* Begin *

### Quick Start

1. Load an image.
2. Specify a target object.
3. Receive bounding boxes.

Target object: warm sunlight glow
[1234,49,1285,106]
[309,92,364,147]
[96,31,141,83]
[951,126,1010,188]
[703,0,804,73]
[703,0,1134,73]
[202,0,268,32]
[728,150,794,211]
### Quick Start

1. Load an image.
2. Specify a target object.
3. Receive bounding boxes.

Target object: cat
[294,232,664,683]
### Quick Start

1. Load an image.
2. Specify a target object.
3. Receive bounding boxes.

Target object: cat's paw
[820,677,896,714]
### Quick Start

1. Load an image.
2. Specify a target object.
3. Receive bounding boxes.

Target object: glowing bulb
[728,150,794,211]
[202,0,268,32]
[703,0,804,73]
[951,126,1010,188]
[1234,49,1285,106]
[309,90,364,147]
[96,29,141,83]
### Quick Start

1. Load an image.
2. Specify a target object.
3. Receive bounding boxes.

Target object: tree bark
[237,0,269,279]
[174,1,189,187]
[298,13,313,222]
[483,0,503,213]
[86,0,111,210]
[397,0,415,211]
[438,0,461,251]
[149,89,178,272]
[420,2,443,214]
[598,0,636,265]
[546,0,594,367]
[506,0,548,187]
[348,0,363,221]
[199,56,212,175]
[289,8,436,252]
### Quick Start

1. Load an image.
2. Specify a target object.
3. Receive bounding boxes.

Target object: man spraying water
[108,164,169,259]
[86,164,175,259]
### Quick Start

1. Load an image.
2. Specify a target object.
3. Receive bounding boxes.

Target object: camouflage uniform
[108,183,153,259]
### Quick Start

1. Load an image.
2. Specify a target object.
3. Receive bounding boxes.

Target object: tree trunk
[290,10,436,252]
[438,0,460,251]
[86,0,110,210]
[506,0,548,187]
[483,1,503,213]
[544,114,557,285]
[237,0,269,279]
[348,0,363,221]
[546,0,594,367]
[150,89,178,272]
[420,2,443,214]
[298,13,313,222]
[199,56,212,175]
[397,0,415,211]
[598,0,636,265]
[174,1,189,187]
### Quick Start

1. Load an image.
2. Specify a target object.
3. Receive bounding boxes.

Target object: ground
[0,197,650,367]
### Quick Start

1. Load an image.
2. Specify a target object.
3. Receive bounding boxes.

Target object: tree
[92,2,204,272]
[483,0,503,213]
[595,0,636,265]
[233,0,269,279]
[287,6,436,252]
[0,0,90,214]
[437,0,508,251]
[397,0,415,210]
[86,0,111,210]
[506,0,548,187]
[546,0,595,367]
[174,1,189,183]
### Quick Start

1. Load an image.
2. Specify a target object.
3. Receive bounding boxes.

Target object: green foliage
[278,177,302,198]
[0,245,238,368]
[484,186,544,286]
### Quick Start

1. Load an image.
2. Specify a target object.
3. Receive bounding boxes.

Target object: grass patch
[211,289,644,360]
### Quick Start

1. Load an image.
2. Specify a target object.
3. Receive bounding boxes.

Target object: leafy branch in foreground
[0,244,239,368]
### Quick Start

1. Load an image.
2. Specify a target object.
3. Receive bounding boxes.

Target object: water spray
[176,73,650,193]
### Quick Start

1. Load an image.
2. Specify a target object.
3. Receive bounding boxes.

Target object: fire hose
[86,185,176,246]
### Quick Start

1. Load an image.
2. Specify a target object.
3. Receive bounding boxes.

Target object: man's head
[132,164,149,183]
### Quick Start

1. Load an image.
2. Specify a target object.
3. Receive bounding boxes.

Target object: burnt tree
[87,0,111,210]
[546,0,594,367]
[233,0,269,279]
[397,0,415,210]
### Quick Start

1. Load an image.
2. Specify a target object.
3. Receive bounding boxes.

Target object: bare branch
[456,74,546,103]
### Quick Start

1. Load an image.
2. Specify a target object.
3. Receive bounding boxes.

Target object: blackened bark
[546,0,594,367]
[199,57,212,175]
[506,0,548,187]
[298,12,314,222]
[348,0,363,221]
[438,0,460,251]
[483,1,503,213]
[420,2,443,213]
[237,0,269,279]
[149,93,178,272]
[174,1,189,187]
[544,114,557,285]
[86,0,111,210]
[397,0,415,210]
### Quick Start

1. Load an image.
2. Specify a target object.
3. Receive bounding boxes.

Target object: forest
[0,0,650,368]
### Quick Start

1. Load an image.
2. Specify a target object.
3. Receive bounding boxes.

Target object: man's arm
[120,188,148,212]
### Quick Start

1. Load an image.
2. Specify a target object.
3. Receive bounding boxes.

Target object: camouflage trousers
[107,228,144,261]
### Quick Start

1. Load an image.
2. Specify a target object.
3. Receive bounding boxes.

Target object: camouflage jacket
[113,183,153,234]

* End *

_Task statement_.
Reproduce all of the items above, substituting "box coordinates" wherever "bounding boxes" occurs and keeping every other word unchanged.

_Output for this task_.
### Quick Start

1. Load an image.
2. Specify a target object.
3. Receive box coordinates.

Target object: warm sunlight glow
[1234,49,1285,106]
[309,92,364,147]
[96,31,141,83]
[951,126,1010,188]
[703,0,804,73]
[703,0,1134,73]
[202,0,268,32]
[728,150,794,211]
### Quick Start

1. Load an image.
2. Specify a target object.
3. Receive box coordinates.

Target object: cat
[294,232,664,683]
### Quick Start

1. Load an image.
2. Specify a target object.
3. Receive box coordinates.

Target object: cat's paw
[820,677,896,714]
### Quick Start

1. Load an image.
2. Specify a target object.
3. Receive box coordinates.

Target object: glowing bulb
[728,150,794,211]
[202,0,268,32]
[703,0,804,73]
[951,126,1010,188]
[1234,49,1285,106]
[309,90,364,147]
[96,29,141,83]
### Quick Start

1. Load an image.
2. Specify a target object.
3. Receive box coordinates.

Target object: tree bark
[237,0,269,279]
[174,1,189,187]
[298,13,313,222]
[483,0,503,213]
[86,0,111,210]
[397,0,415,211]
[438,0,461,251]
[149,89,178,272]
[420,2,443,214]
[598,0,636,265]
[546,0,594,367]
[506,0,548,187]
[348,0,363,221]
[199,56,212,175]
[289,8,436,252]
### Quick Start

1. Load an image.
2. Specify a target object.
3. Receive box coordinates.

Target object: man spraying water
[108,164,169,259]
[86,164,175,259]
### Quick Start

1. Load an image.
2. Specify a target object.
3. Receive box coordinates.

Target object: camouflage uniform
[108,183,153,259]
### Quick Start

1. Load an image.
2. Specify a target object.
3. Receive box coordinates.

Target object: tree trunk
[290,10,436,252]
[438,0,460,251]
[86,0,110,210]
[506,0,548,187]
[483,1,503,213]
[544,114,557,285]
[237,0,269,279]
[348,0,363,221]
[546,0,594,367]
[150,89,178,272]
[420,2,443,214]
[298,13,313,222]
[199,56,212,175]
[397,0,415,211]
[598,0,636,265]
[174,1,189,187]
### Quick Start

1. Load an image.
2. Specify a target object.
3. Receive box coordinates.

Target object: ground
[0,197,650,367]
### Quick Start

1. Load an image.
2. Specify a target object.
3. Receive box coordinates.

Target object: tree
[92,2,204,272]
[483,0,503,213]
[595,0,636,265]
[233,0,269,279]
[287,6,436,252]
[0,0,90,214]
[437,0,508,251]
[397,0,415,210]
[86,0,111,210]
[506,0,548,187]
[546,0,595,367]
[174,1,189,183]
### Quick Start

1. Load an image.
2. Specify a target object.
3. Receive box coordinates.

Target object: green foliage
[278,177,302,198]
[0,245,238,368]
[484,186,544,286]
### Quick Start

1. Load an image.
2. Specify a target object.
3. Receive box coordinates.

Target object: grass patch
[211,289,644,360]
### Quick Start

1. Load an image.
2. Specify a target object.
3. Receive box coordinates.

Target object: leafy branch in foreground
[0,244,239,368]
### Quick Start

1. Load an image.
2. Specify a target object.
3. Receive box coordinates.

Target object: water spray
[176,73,650,193]
### Quick Start

1. Load an image.
2. Specify a target object.
3. Receive box coordinates.

Target object: fire hose
[86,185,176,246]
### Quick Start

1. Load an image.
2. Specify a target object.
3. Receive box coordinates.

Target object: man's head
[132,164,149,183]
### Quick Start

1. Load an image.
2. Specify a target object.
3. Receive box coordinates.

Target object: burnt tree
[87,0,111,210]
[546,0,594,367]
[233,0,269,279]
[397,0,415,210]
### Quick Start

1. Load an image.
2. Specify a target object.
3. Receive box coordinates.

Target object: bare branch
[456,74,546,103]
### Quick Start

1. Load an image.
2. Specify a target object.
3. Receive box coordinates.

Target object: blackened bark
[546,0,594,367]
[199,57,212,175]
[506,0,548,187]
[298,12,314,222]
[348,0,363,221]
[438,0,460,251]
[483,1,503,213]
[420,2,443,213]
[237,0,269,279]
[149,93,178,272]
[174,1,189,187]
[544,114,557,285]
[86,0,111,210]
[397,0,415,210]
### Quick Start

1. Load an image.
2. Specify a target object.
3. Receive box coordinates.

Target object: forest
[0,0,650,368]
### Quick Start

1. Load an image.
2. Specify a target object.
3. Receive box coordinates.

Target object: man's arm
[120,188,148,212]
### Quick Start

1. Load an image.
2. Specify a target object.
3. Receive box coordinates.

Target object: camouflage trousers
[107,228,144,261]
### Quick Start

1. Load an image.
2. Specify a target object.
3. Receive box coordinates.

Target object: camouflage jacket
[113,183,153,234]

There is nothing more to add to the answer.